# [What is expected]
The answer must consist of every line from the entries that holds the word "dark".

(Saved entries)
• • • • •

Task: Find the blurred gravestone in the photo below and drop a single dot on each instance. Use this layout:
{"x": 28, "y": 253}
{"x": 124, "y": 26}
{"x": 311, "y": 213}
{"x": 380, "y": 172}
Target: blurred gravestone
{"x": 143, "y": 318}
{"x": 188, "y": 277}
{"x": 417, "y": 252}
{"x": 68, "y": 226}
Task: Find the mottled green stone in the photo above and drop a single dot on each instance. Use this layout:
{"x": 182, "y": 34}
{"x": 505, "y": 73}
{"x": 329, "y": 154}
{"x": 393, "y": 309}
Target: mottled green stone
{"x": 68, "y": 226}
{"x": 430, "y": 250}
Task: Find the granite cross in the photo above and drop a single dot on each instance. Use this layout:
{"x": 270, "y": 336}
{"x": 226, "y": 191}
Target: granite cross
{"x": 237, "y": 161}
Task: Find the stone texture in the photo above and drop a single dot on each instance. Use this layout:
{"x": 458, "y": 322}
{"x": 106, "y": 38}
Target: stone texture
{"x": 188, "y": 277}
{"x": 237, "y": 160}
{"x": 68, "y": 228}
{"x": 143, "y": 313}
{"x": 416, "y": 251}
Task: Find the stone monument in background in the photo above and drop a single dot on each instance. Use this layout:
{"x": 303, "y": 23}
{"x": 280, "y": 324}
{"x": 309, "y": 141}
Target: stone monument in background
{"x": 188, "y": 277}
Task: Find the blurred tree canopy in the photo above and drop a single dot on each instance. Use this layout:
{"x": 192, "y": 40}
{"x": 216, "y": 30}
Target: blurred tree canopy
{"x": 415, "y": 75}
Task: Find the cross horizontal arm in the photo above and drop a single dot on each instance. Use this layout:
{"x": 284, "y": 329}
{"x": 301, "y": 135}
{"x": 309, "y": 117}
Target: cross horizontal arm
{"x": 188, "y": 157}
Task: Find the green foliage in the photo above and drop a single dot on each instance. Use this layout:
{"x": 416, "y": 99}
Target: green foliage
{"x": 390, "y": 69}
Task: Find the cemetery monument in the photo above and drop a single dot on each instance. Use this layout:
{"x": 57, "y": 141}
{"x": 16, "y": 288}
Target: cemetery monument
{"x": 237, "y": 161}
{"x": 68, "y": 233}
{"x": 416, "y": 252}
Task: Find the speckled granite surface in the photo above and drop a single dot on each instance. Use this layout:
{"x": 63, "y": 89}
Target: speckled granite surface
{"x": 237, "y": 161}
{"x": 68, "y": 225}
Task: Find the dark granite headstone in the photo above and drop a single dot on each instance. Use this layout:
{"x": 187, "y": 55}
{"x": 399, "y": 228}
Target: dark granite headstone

• • • • •

# [Exercise solution]
Task: Find the dark granite headstone in the photo above and drop a single dot on each instance. Use this layout:
Target: dark granite headstone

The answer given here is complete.